- [Challenge]: Write out the lines below word for word, starting with the very first line and ending after the line that contains "x=78, y=282".
---+---
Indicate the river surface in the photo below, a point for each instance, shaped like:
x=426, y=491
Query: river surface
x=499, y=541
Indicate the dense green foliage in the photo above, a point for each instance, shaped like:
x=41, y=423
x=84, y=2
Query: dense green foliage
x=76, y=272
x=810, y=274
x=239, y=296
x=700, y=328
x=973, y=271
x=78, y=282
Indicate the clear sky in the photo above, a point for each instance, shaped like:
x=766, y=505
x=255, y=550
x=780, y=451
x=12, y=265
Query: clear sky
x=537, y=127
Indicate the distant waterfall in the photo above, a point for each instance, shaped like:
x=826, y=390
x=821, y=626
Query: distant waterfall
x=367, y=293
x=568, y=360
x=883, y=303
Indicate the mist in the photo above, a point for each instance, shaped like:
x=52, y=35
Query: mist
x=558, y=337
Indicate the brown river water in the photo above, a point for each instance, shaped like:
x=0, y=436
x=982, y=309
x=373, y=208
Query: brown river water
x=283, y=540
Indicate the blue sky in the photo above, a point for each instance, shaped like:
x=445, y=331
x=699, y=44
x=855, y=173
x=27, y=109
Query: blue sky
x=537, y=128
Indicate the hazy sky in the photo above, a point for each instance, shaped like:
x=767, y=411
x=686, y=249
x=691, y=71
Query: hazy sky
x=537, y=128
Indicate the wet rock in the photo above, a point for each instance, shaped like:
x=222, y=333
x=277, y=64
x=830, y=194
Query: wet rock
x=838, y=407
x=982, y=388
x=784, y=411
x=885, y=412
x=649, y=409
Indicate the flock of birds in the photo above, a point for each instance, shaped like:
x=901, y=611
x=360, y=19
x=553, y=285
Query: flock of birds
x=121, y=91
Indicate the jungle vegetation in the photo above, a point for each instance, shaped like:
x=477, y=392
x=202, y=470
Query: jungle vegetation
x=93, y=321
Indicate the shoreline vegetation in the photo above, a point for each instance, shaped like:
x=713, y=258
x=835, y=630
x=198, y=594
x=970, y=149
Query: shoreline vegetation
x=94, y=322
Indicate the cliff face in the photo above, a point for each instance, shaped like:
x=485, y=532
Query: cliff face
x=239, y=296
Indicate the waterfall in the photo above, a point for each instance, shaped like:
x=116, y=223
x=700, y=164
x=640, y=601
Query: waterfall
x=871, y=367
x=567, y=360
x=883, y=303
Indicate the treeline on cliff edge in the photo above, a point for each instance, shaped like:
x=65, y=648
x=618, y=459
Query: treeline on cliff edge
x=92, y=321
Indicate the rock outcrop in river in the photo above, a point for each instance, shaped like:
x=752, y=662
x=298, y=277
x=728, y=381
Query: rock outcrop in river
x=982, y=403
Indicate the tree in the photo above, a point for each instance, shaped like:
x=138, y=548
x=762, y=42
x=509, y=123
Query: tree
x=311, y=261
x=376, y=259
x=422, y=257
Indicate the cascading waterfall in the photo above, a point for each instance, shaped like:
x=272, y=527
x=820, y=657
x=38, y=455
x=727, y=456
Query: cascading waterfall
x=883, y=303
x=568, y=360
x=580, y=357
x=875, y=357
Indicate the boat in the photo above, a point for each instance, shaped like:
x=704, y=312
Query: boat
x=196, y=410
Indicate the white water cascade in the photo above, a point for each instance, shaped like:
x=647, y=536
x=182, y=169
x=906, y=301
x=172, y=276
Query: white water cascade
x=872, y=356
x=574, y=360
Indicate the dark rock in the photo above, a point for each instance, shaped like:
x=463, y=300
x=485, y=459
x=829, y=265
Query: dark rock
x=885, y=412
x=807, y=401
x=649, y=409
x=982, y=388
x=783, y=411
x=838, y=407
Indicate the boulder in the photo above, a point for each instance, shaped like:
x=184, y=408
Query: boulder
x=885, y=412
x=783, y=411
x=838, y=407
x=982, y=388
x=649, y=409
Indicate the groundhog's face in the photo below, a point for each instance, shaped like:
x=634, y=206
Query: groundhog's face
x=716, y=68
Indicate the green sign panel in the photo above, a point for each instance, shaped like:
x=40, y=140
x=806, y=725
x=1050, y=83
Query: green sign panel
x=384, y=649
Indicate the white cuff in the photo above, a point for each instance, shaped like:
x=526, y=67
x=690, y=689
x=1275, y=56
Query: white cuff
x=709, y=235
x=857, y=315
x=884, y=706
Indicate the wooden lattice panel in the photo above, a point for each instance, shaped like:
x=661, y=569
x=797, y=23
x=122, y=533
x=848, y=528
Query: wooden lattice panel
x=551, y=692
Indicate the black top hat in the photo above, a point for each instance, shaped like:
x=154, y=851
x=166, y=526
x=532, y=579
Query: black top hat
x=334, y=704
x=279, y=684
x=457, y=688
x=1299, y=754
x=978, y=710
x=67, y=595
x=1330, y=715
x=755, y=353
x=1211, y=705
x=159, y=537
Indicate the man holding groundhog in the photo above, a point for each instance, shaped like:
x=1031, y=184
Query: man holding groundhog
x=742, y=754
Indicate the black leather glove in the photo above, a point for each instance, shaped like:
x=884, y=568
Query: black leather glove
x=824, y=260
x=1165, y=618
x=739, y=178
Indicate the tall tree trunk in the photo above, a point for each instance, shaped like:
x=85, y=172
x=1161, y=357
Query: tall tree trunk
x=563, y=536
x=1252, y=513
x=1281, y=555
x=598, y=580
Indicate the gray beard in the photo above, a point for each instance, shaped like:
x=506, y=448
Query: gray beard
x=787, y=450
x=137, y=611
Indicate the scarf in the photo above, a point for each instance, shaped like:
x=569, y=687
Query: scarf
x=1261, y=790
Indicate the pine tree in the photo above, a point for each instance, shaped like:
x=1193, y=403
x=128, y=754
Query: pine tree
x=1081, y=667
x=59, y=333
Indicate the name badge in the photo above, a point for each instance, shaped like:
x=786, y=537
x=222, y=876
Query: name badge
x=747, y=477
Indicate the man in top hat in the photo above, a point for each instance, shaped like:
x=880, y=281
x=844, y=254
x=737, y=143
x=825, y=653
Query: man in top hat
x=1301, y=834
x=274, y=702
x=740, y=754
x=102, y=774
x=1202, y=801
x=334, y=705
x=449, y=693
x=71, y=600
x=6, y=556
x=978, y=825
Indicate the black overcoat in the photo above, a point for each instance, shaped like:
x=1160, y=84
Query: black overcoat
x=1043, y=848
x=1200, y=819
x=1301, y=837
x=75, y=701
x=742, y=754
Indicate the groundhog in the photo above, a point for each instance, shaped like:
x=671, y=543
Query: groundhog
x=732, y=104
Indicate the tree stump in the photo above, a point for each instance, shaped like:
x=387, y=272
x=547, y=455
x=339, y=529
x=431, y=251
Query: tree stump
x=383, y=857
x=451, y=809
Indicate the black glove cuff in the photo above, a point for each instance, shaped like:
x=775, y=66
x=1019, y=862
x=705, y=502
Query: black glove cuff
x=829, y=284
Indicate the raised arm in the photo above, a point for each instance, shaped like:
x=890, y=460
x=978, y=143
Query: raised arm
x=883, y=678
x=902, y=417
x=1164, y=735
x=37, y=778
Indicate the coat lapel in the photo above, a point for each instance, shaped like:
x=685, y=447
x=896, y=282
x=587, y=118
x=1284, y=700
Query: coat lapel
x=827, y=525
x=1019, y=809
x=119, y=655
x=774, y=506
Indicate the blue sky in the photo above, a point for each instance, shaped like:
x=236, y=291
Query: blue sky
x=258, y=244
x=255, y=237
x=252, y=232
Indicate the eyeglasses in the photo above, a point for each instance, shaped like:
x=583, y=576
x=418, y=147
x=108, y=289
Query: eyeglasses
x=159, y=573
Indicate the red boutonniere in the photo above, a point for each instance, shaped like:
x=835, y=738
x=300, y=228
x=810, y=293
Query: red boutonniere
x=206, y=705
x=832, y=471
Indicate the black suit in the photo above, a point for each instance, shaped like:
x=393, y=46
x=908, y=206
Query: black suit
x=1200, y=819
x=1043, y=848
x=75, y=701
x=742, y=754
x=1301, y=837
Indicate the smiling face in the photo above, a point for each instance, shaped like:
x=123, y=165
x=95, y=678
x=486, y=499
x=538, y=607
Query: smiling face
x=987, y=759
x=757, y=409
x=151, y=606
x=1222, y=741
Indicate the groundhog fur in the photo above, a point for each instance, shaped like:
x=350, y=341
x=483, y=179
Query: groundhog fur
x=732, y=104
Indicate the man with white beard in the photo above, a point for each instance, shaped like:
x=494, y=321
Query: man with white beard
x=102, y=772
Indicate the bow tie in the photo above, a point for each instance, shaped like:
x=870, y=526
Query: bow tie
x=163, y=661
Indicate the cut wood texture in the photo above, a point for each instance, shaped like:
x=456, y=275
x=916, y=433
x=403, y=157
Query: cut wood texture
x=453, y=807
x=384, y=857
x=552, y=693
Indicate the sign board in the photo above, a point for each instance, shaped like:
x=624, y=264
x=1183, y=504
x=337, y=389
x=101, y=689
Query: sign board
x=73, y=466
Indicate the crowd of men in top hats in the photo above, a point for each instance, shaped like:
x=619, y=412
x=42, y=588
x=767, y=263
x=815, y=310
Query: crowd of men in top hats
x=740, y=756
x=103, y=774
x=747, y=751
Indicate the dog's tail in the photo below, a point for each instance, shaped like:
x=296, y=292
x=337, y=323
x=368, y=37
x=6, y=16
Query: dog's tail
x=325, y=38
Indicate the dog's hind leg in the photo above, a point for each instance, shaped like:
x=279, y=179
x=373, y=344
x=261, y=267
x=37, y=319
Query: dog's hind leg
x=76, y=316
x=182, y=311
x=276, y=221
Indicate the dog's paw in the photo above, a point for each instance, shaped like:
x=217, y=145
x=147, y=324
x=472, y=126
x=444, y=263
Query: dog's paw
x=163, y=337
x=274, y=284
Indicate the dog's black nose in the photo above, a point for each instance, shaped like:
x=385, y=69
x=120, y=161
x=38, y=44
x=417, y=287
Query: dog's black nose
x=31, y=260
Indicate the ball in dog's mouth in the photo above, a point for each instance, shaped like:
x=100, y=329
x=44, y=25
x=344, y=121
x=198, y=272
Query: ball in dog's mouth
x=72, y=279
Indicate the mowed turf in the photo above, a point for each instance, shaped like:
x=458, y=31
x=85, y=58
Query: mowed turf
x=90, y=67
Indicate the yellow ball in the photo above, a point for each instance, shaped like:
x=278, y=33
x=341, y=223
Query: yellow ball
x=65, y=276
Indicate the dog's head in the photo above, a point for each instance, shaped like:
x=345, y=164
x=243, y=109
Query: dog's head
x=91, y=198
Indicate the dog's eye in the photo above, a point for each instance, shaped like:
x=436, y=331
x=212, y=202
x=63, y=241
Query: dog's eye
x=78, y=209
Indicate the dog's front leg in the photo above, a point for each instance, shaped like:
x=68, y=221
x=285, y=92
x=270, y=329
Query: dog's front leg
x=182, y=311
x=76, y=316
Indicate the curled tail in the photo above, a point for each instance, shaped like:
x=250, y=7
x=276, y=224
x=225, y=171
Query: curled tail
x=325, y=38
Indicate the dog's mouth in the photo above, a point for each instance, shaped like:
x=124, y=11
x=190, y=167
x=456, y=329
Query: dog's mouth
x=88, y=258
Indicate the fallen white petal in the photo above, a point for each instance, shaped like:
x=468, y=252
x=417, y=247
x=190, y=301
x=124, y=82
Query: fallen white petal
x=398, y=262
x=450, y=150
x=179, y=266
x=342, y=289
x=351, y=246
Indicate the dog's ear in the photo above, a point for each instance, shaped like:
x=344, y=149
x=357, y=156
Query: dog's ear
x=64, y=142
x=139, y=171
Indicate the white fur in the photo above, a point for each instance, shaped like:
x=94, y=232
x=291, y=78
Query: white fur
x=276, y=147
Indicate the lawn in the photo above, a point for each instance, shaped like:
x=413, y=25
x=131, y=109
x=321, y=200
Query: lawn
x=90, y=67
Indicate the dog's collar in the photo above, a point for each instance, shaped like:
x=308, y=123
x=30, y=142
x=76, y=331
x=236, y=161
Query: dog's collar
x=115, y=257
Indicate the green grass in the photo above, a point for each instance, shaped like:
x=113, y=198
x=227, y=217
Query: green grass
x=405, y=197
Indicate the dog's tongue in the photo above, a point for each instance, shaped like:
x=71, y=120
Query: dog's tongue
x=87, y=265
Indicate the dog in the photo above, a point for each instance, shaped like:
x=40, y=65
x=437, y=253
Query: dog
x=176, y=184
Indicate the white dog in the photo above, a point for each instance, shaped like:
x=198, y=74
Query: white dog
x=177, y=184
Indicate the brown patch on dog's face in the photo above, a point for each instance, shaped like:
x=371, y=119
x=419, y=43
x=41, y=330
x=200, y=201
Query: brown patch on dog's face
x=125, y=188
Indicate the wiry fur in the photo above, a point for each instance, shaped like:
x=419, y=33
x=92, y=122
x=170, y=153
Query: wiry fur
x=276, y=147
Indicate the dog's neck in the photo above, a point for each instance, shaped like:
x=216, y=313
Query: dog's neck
---+---
- [Correct response]:
Indicate the river surface in the photo below, a point for each instance, shaped like:
x=426, y=491
Query: river surface
x=499, y=541
Indicate the dense green foliage in the photo above, a point for each instance, shaped like:
x=41, y=423
x=84, y=2
Query: dense green foliage
x=76, y=272
x=810, y=274
x=239, y=296
x=700, y=328
x=973, y=271
x=78, y=282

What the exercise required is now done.